EXERCISE INPUT ->
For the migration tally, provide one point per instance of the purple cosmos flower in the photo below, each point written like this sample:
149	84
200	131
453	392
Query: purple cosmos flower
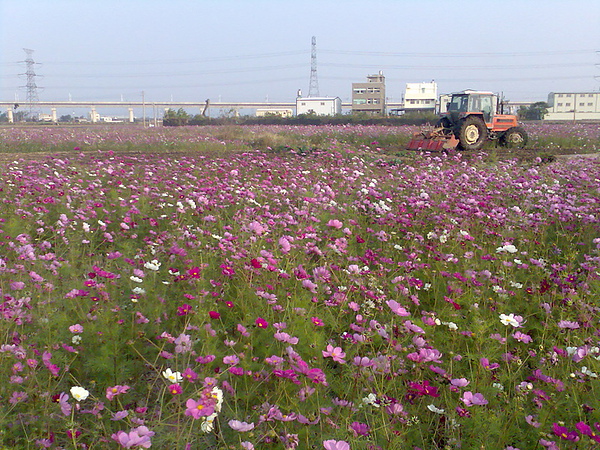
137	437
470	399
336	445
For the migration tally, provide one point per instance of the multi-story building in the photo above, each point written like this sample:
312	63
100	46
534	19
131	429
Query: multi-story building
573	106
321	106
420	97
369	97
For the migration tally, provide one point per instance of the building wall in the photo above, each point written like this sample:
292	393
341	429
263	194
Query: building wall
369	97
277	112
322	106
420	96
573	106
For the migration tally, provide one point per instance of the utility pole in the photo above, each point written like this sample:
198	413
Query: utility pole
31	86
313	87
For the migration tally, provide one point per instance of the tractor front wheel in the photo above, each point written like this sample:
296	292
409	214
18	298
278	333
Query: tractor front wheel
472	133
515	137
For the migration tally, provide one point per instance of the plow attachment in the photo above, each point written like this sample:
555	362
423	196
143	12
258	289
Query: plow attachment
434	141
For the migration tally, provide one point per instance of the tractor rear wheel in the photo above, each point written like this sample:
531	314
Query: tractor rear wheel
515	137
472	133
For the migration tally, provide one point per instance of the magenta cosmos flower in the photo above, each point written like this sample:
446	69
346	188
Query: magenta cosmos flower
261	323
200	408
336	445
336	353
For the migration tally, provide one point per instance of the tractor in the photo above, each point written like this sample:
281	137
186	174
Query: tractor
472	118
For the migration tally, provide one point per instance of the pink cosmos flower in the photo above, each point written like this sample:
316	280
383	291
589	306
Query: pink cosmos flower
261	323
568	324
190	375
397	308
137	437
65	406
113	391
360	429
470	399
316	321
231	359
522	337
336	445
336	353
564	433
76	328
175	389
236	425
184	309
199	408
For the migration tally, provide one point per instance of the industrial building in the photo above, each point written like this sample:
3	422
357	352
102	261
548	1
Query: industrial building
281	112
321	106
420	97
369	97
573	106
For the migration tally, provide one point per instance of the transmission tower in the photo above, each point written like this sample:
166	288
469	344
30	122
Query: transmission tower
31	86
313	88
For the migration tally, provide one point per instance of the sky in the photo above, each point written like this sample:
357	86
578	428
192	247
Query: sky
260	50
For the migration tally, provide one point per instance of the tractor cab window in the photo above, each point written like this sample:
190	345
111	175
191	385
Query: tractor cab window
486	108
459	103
==
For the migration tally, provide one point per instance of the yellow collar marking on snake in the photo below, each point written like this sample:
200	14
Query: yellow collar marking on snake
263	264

TASK GOAL ->
Show each line in the entries that holds the string "below".

EXERCISE OUTPUT ->
For the migration tally, provide one point per instance of the purple cosmos flower in the photo below, each point written like this sample:
For the migration tally, provide one point per instance of the yellow collar marking on snake in the photo below, each point written like this sample:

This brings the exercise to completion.